What is asked: Please repeat each of the entries below word for word, with no changes.

[begin Dataset content]

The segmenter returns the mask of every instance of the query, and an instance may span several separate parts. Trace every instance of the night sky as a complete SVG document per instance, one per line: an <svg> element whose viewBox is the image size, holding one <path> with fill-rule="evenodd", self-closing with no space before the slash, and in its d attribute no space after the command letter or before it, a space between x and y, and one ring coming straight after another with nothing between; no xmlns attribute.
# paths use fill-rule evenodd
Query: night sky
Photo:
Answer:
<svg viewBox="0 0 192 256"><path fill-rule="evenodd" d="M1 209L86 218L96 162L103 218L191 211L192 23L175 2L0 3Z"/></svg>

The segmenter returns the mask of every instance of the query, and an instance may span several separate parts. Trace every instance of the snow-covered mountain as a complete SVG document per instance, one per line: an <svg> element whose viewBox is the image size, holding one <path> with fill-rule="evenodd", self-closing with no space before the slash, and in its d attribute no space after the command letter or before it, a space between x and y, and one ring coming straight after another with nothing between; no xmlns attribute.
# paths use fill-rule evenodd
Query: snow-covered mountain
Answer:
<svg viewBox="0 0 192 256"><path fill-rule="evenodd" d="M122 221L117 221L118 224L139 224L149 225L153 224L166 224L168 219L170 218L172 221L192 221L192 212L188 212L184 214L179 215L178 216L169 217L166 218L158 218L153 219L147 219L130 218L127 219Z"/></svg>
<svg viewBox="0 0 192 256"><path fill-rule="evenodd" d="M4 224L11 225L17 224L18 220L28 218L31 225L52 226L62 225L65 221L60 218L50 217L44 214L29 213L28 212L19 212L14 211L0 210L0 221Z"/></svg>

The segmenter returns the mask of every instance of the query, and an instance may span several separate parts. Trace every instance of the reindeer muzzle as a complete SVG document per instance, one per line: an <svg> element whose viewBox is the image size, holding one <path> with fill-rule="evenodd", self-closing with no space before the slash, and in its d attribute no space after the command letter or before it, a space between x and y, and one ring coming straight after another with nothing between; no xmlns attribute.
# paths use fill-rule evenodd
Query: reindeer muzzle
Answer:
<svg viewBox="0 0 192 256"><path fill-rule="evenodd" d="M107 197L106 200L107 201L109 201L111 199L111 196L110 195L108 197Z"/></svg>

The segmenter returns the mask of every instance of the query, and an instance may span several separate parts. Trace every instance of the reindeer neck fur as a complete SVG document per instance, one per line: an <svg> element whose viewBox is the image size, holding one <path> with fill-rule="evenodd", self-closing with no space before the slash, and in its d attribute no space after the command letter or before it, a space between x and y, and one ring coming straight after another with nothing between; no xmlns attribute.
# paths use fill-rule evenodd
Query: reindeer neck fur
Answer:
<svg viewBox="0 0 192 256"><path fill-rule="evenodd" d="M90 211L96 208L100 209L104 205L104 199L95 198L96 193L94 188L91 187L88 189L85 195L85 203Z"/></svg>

[end Dataset content]

Exercise response:
The segmenter returns the mask of every instance of the query, and an instance may span several separate parts. Trace every instance of the night sky as a complete SVG document per instance, one per line: an <svg> element whose viewBox is the image size, holding one <path> with fill-rule="evenodd", self-closing with no space before the slash, and in its d attribute no space after the command letter or before it, a space between x and y, and one ring coming straight after another with nothing between; no xmlns attribute.
# paths use fill-rule evenodd
Query: night sky
Photo:
Answer:
<svg viewBox="0 0 192 256"><path fill-rule="evenodd" d="M1 209L86 218L96 162L103 218L191 211L192 23L175 2L0 3Z"/></svg>

The segmenter returns the mask of every instance of the query, and an instance may span several separate parts. Trace every instance of the snow-covered mountain as a complete SVG document per instance, one per line: an <svg> element whose viewBox is the image size, holding one <path> with fill-rule="evenodd", self-closing with no space before the slash, and in its d attribute no space after the command letter or before it, a space between x and y, and one ring coming straight after another with nothing between; no xmlns attribute.
# paths use fill-rule evenodd
Query: snow-covered mountain
Answer:
<svg viewBox="0 0 192 256"><path fill-rule="evenodd" d="M122 221L117 221L118 224L139 224L149 225L153 224L166 224L168 219L170 218L172 221L192 221L192 212L188 212L184 214L179 215L178 216L169 217L166 218L158 218L153 219L147 219L130 218L127 219Z"/></svg>
<svg viewBox="0 0 192 256"><path fill-rule="evenodd" d="M4 224L11 225L17 224L18 220L28 218L31 225L52 226L62 225L65 221L60 218L50 217L44 214L29 213L28 212L19 212L14 211L0 210L0 221Z"/></svg>

The segmenter returns the mask of every instance of the query, and an instance may span several separate parts. Trace every instance of the reindeer muzzle as a complete SVG document per instance, one per line: an <svg> element whose viewBox is the image size, holding one <path> with fill-rule="evenodd", self-closing with no space before the slash, and in its d attribute no space after the command letter or before it, a space between x and y, and one ring coming straight after another with nothing between; no xmlns attribute.
# paths use fill-rule evenodd
Query: reindeer muzzle
Answer:
<svg viewBox="0 0 192 256"><path fill-rule="evenodd" d="M107 197L106 200L107 201L109 201L111 199L111 196L110 195L108 197Z"/></svg>

The segmenter returns the mask of every instance of the query, and an instance may span several separate parts. Trace every instance of the reindeer neck fur as a complete SVG document per instance, one per line: an <svg> element whose viewBox is the image size, holding one <path> with fill-rule="evenodd", self-closing with no space before the slash, and in its d attribute no space after the command letter or before it, a space between x and y, and one ring coming straight after another with nothing between; no xmlns attribute.
# paths use fill-rule evenodd
Query: reindeer neck fur
Answer:
<svg viewBox="0 0 192 256"><path fill-rule="evenodd" d="M90 211L96 208L100 209L104 205L104 199L95 198L96 193L94 188L91 187L88 189L85 195L85 203Z"/></svg>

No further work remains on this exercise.